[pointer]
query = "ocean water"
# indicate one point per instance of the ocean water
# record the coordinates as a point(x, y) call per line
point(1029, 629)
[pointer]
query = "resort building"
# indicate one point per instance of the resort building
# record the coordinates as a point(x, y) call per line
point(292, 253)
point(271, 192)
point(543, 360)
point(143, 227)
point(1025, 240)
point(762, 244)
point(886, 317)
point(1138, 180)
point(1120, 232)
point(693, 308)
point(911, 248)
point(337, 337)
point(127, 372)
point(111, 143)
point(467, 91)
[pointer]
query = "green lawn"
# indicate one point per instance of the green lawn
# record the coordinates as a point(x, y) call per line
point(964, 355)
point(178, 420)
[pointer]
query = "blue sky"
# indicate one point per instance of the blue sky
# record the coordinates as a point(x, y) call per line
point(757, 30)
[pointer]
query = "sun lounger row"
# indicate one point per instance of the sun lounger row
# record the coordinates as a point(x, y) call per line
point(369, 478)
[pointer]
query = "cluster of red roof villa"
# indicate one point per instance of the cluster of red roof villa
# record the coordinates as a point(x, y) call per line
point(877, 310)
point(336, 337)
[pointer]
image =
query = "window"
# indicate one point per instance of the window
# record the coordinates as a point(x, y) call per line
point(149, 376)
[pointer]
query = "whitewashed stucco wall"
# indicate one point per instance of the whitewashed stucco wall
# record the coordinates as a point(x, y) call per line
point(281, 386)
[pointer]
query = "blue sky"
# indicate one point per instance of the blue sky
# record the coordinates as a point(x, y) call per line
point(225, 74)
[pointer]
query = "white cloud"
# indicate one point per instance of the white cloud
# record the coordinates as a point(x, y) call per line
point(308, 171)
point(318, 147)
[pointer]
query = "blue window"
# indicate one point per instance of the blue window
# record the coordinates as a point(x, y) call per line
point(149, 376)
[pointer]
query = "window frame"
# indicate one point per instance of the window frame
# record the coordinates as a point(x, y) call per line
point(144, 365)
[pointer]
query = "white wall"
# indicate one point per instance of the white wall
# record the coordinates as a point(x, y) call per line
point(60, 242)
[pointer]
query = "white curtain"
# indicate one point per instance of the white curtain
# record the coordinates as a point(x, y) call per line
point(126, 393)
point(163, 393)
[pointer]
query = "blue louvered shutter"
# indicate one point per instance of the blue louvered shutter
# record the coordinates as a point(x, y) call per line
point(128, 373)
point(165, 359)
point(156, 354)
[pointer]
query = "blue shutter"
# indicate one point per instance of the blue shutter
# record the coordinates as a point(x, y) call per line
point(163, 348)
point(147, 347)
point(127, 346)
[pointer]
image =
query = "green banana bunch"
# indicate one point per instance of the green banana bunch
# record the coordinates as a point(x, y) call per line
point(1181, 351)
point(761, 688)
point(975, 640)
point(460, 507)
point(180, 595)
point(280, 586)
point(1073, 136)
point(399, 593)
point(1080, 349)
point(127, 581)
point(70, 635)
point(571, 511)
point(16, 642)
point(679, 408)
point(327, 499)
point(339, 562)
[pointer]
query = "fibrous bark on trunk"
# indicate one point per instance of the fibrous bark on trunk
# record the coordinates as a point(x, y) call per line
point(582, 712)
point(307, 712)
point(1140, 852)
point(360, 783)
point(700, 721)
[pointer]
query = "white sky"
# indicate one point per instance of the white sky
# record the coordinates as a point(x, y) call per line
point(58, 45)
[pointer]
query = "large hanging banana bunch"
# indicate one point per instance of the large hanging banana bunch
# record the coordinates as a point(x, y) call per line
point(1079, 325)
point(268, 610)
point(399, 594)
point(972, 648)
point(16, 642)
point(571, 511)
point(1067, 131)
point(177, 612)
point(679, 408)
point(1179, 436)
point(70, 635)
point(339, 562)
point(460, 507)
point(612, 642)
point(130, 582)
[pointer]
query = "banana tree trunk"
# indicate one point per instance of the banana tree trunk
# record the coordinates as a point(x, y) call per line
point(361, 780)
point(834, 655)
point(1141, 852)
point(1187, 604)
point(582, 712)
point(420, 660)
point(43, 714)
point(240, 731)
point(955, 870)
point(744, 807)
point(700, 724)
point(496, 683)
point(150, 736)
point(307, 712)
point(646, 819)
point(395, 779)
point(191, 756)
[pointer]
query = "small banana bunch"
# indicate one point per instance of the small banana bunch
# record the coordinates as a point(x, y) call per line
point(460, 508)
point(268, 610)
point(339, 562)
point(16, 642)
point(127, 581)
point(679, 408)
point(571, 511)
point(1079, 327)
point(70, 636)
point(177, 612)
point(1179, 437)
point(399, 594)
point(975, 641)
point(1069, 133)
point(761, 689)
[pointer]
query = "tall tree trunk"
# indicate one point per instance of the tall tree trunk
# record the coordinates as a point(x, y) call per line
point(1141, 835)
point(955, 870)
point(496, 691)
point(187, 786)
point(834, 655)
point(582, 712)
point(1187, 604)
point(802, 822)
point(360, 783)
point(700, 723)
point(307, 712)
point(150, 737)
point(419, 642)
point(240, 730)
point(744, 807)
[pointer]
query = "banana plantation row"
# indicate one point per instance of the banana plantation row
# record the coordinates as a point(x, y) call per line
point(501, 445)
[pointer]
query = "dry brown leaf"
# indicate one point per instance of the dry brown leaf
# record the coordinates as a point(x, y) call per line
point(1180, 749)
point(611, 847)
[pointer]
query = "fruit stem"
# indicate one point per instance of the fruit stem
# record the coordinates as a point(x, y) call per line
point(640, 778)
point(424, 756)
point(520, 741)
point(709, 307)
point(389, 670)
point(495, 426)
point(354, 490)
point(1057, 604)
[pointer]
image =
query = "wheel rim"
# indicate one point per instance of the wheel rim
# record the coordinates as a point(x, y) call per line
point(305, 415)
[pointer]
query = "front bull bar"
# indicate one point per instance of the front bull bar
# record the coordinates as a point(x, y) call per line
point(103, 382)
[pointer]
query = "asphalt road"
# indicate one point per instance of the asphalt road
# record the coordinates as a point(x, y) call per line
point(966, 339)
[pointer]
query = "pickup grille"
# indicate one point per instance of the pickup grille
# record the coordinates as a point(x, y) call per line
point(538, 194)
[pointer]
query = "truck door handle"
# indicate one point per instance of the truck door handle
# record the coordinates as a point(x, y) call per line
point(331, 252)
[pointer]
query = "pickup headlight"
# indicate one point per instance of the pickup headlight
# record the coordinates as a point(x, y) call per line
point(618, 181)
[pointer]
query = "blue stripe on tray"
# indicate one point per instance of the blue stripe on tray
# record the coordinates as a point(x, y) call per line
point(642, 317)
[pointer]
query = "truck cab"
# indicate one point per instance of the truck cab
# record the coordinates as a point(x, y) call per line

◆ WHAT TO DO
Write out all of the items above again, switching every "indicate" to "mark" and leaving everything else unchanged.

◆ WORKED ANSWER
[pointer]
query = "ocean water"
# mark one point per instance of the ocean water
# record the coordinates as a point(x, y) call per line
point(1029, 629)
[pointer]
query = "resort building"
# mark one point per instance of the resort building
# record the coordinates as a point(x, y) call per line
point(292, 253)
point(271, 192)
point(543, 360)
point(143, 227)
point(1025, 240)
point(762, 244)
point(886, 317)
point(1138, 180)
point(1120, 232)
point(693, 308)
point(911, 248)
point(337, 337)
point(127, 372)
point(111, 143)
point(467, 91)
[pointer]
query = "green lawn"
# mark one point per instance of the green lawn
# record the coordinates as a point(x, y) call per line
point(964, 355)
point(178, 420)
[pointer]
query = "blue sky"
# mark one point per instance of the blue sky
# record the coordinates as a point(x, y) call per line
point(757, 30)
[pointer]
query = "sun lounger row"
# mark one point per instance of the sun lounger row
# record the coordinates as a point(x, y) call per line
point(369, 478)
[pointer]
query = "cluster of red roof villa"
# mark one point per instance of the cluster of red roof villa
# record the coordinates as a point(x, y) call per line
point(877, 310)
point(336, 337)
[pointer]
image =
query = "window"
# mark one point per instance of the window
# record the coordinates as a point(x, y) call per line
point(149, 376)
[pointer]
query = "whitewashed stucco wall"
# mark one point per instance of the whitewashed stucco wall
# record the coordinates as a point(x, y) call per line
point(281, 386)
[pointer]
query = "blue sky"
# mark one point per instance of the blue sky
# record the coordinates as a point(x, y) call per line
point(225, 74)
[pointer]
query = "white cloud"
# mark one point per instance of the white cloud
# record the coordinates as a point(x, y) call per line
point(308, 171)
point(318, 147)
[pointer]
query = "blue window"
# mark one point per instance of the blue window
# record the coordinates as a point(x, y) call per line
point(149, 376)
[pointer]
query = "window frame"
# mark one point per instance of the window frame
# record the coordinates as a point(x, y) call per line
point(144, 365)
[pointer]
query = "white wall"
# mark one point per instance of the white wall
# record the coordinates as a point(x, y) call per line
point(60, 242)
[pointer]
query = "white curtain"
# mark one point per instance of the white curtain
# record the coordinates as a point(x, y) call per line
point(126, 393)
point(163, 393)
[pointer]
query = "blue louvered shutter"
# mark one point per instance of the blue louvered shutter
# record the coordinates as a point(x, y) call per line
point(128, 373)
point(165, 359)
point(156, 354)
[pointer]
query = "blue shutter"
# mark one point per instance of the blue shutter
# record the coordinates as a point(x, y) call per line
point(163, 348)
point(147, 347)
point(127, 346)
[pointer]
image =
query = "green banana bunch"
# mark one point per instance of the green banana bunch
# record the coordinates as a point(x, y) call per line
point(1181, 351)
point(761, 688)
point(975, 640)
point(460, 507)
point(180, 595)
point(280, 586)
point(1073, 136)
point(399, 593)
point(1080, 349)
point(127, 581)
point(70, 635)
point(571, 511)
point(16, 642)
point(679, 408)
point(327, 499)
point(339, 562)
[pointer]
query = "fibrous bark on trunk"
# mark one point per instance of the fibrous bark on trunk
# record the coordinates as a point(x, y) call per line
point(582, 712)
point(307, 712)
point(1140, 852)
point(360, 783)
point(700, 721)
[pointer]
query = "white sky"
# mark one point per instance of the white sky
# record the coordinates as a point(x, y) call per line
point(58, 45)
[pointer]
query = "large hanging banana bunch"
# mark one point per instance of the large hanging banana bunch
# record the coordinates as a point(x, y) call per line
point(1079, 325)
point(268, 610)
point(399, 594)
point(972, 648)
point(16, 642)
point(571, 511)
point(1067, 131)
point(177, 612)
point(679, 408)
point(1179, 436)
point(70, 635)
point(339, 562)
point(460, 507)
point(612, 642)
point(130, 582)
[pointer]
query = "banana tree trunk"
# mark one point per instance of the banana tree trunk
# record the coordinates as a point(x, y) call per line
point(361, 780)
point(834, 655)
point(1141, 852)
point(1187, 604)
point(582, 712)
point(420, 660)
point(43, 714)
point(240, 731)
point(955, 870)
point(744, 807)
point(700, 724)
point(496, 683)
point(150, 736)
point(307, 712)
point(646, 819)
point(395, 779)
point(191, 756)
[pointer]
query = "small banana bunch"
# mark one point per instance of the small banana bunch
# record the coordinates as a point(x, y) call per line
point(460, 508)
point(268, 610)
point(339, 562)
point(16, 642)
point(127, 581)
point(679, 408)
point(571, 511)
point(1079, 327)
point(70, 636)
point(177, 612)
point(1179, 437)
point(399, 594)
point(975, 641)
point(1069, 133)
point(761, 689)
[pointer]
query = "tall tree trunk"
# mark one point per instance of the tall tree trunk
# record the coordinates as a point(x, y) call per line
point(1141, 835)
point(955, 870)
point(496, 691)
point(187, 786)
point(834, 655)
point(582, 712)
point(1187, 604)
point(802, 822)
point(360, 783)
point(700, 723)
point(307, 712)
point(150, 737)
point(419, 642)
point(240, 730)
point(744, 807)
[pointer]
query = "banana plantation row"
# mark one point per instance of the banana plantation row
# record the coordinates as a point(x, y) call per line
point(501, 445)
[pointer]
query = "dry brown leaf"
# mark one point per instance of the dry brown leaf
# record the coordinates as a point(x, y) call per line
point(1180, 749)
point(611, 847)
[pointer]
query = "fruit stem"
# mark one point per instance of the fruit stem
# record the coordinates as a point(x, y) call per line
point(640, 778)
point(424, 756)
point(520, 741)
point(709, 307)
point(389, 670)
point(495, 426)
point(354, 490)
point(1057, 604)
[pointer]
image =
query = "wheel rim"
# mark one point per instance of the wheel rim
# record the coordinates as a point(x, y) call per line
point(305, 415)
[pointer]
query = "front bull bar"
# mark one point per instance of the front bull bar
# record the coordinates as a point(x, y) call per line
point(103, 382)
[pointer]
query = "asphalt road"
# mark one point per instance of the asphalt road
# record the coordinates as a point(x, y) call per line
point(966, 339)
[pointer]
query = "pickup grille"
# mark one point per instance of the pickup grille
# record the coordinates as a point(x, y) call per line
point(538, 194)
[pointer]
query = "truck door handle"
# mark one point per instance of the truck door handle
# record the coordinates as a point(x, y) call per line
point(331, 252)
[pointer]
query = "pickup headlight"
# mark one point per instance of the pickup headlight
# record the coordinates as a point(x, y) call per line
point(618, 181)
[pointer]
query = "blue stripe on tray"
# mark one point per instance of the blue stripe on tray
# record the coordinates as a point(x, y) call per line
point(642, 317)
[pointer]
query = "truck cab"
# mark one point per instance of the truck cab
# record the coordinates as a point(x, y) call per line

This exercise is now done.